• _Problem to work on_:
In the entries, find all lines that hold the word "parts" and copy them.

Collected data
══════════

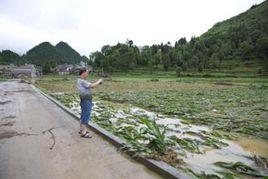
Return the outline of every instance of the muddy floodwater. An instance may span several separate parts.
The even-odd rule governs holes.
[[[236,142],[247,152],[268,157],[268,142],[265,140],[239,137]]]
[[[258,140],[256,139],[256,141]],[[214,173],[215,170],[221,170],[221,168],[213,165],[218,161],[227,163],[243,162],[249,166],[258,168],[253,160],[246,157],[251,155],[251,153],[246,151],[245,148],[243,148],[235,141],[225,141],[225,142],[228,143],[228,146],[222,147],[221,149],[208,150],[204,154],[188,153],[187,157],[185,158],[186,163],[194,170],[200,172],[206,171],[206,173]],[[265,146],[259,146],[259,147],[262,148]],[[260,153],[257,152],[255,152],[255,154],[260,155]]]
[[[77,101],[70,103],[69,106],[77,114],[80,113],[80,107]],[[109,113],[106,114],[106,118],[113,126],[144,127],[136,119],[142,116],[156,121],[160,126],[165,126],[167,129],[165,135],[167,137],[175,136],[178,139],[193,141],[196,144],[197,151],[185,149],[183,161],[187,168],[197,173],[217,173],[218,176],[222,177],[220,173],[225,171],[225,169],[216,166],[216,162],[242,162],[256,169],[261,174],[268,175],[267,166],[260,167],[252,159],[254,155],[264,158],[268,157],[268,142],[265,140],[243,136],[236,136],[230,139],[219,136],[215,137],[214,131],[210,128],[193,125],[182,119],[157,114],[132,105],[112,105],[110,103],[107,105],[107,103],[103,104],[102,101],[94,102],[92,117],[99,118],[103,113]],[[179,153],[181,148],[174,147],[174,151]]]

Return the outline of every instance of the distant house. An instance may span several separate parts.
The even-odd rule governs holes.
[[[81,66],[81,67],[86,67],[86,63],[83,62],[83,61],[80,61],[80,66]]]
[[[68,64],[61,64],[56,67],[56,72],[59,75],[68,75],[70,73],[78,74],[79,70],[82,68],[87,68],[88,70],[92,71],[92,66],[86,65],[85,62],[81,61],[79,64],[76,65],[68,65]]]
[[[12,70],[12,78],[34,78],[38,75],[38,72],[34,65],[25,64],[23,66],[16,67]]]
[[[92,67],[92,66],[87,65],[86,68],[87,68],[87,70],[89,70],[89,71],[93,71],[93,67]]]
[[[93,70],[93,67],[92,66],[89,66],[89,65],[81,66],[81,64],[80,64],[80,65],[74,65],[73,68],[72,68],[72,70],[70,72],[71,73],[78,74],[79,70],[82,69],[82,68],[86,68],[89,71],[92,71]]]
[[[62,64],[56,67],[56,71],[59,73],[59,75],[67,75],[70,74],[73,68],[73,65]]]

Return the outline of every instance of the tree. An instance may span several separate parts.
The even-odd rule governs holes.
[[[133,43],[132,40],[127,39],[126,44],[127,44],[129,47],[132,47],[134,43]]]
[[[19,64],[20,61],[21,57],[15,52],[12,52],[11,50],[3,50],[2,52],[0,52],[0,64]]]
[[[158,65],[160,64],[161,61],[162,61],[162,52],[161,49],[159,49],[157,53],[153,55],[152,66],[158,68]]]
[[[168,54],[163,54],[162,55],[162,61],[163,61],[163,67],[164,67],[164,70],[167,71],[169,68],[170,68],[170,57]]]
[[[234,42],[234,47],[238,48],[239,43],[246,39],[246,28],[244,23],[233,25],[229,28],[231,40]]]
[[[152,52],[149,46],[144,46],[141,50],[141,59],[138,61],[139,65],[147,66],[152,60]]]
[[[177,66],[177,68],[176,68],[176,75],[177,75],[177,77],[180,77],[181,76],[181,72],[182,72],[182,68],[180,66]]]
[[[218,68],[219,66],[219,54],[218,52],[214,52],[209,60],[209,67],[210,68]]]
[[[264,60],[263,71],[268,74],[268,36],[258,39],[256,49],[258,56]]]
[[[133,69],[137,64],[135,50],[126,44],[121,44],[117,48],[116,68],[127,71]]]
[[[180,38],[177,42],[175,42],[175,48],[179,48],[187,43],[187,40],[185,37]]]
[[[104,45],[104,46],[101,48],[101,53],[102,53],[103,55],[108,55],[110,52],[111,52],[111,46],[110,46],[110,45]]]
[[[256,50],[258,57],[268,58],[268,36],[261,37],[257,40]]]
[[[247,42],[247,41],[244,41],[240,44],[240,47],[238,49],[238,53],[240,55],[240,58],[242,60],[249,60],[250,57],[251,57],[251,52],[252,52],[252,45]]]
[[[54,60],[48,60],[46,63],[43,65],[43,73],[48,74],[53,72],[52,69],[56,67],[56,62]]]
[[[193,55],[192,58],[190,59],[188,65],[192,69],[197,69],[198,68],[198,57],[196,55]]]
[[[104,56],[101,52],[93,52],[90,54],[89,59],[93,62],[93,67],[101,67],[101,63],[104,59]]]
[[[170,65],[171,66],[181,66],[182,63],[183,63],[183,58],[182,58],[182,50],[179,50],[179,49],[176,49],[176,48],[173,48],[171,51],[170,51]]]
[[[89,60],[87,61],[87,64],[90,65],[90,66],[93,66],[94,63],[93,63],[93,61],[92,61],[91,59],[89,59]]]

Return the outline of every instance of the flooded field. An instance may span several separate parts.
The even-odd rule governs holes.
[[[40,87],[79,114],[75,91],[67,91],[74,83],[58,80],[55,90],[46,80]],[[266,83],[107,83],[94,91],[92,122],[124,139],[122,151],[165,161],[197,178],[268,175]]]
[[[54,97],[59,100],[61,100],[60,96],[62,95],[54,94]],[[67,106],[80,114],[78,99],[70,102]],[[143,129],[148,126],[141,119],[155,122],[160,131],[165,131],[164,136],[168,141],[166,150],[175,152],[177,160],[180,161],[174,162],[173,159],[166,160],[166,162],[179,169],[193,173],[195,176],[263,177],[268,175],[267,159],[261,160],[264,163],[263,166],[254,160],[254,157],[268,157],[268,142],[265,140],[228,135],[224,132],[213,131],[207,126],[189,124],[182,119],[132,105],[115,104],[107,101],[94,102],[92,121],[127,142],[135,142],[135,146],[130,146],[128,150],[140,152],[143,147],[148,147],[150,143],[149,138],[151,136],[148,137],[146,136],[148,134],[143,132]],[[135,139],[136,141],[133,141]],[[158,151],[148,150],[143,152],[142,155],[157,159],[154,153]],[[252,170],[245,170],[241,174],[240,172],[234,172],[237,169],[219,166],[219,162],[224,162],[223,164],[226,165],[241,164],[240,167],[243,169],[247,166]]]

══════════

• _Output below_:
Return the outline of every instance of the muddy floodwater. An instance may span several separate parts.
Return the outline of every instance of the distant house. An instance may span several separate parts.
Return the outline of every instance of the tree. An instance may span several separate parts.
Return the outline of every instance of the flooded field. An instance may span several separate parts.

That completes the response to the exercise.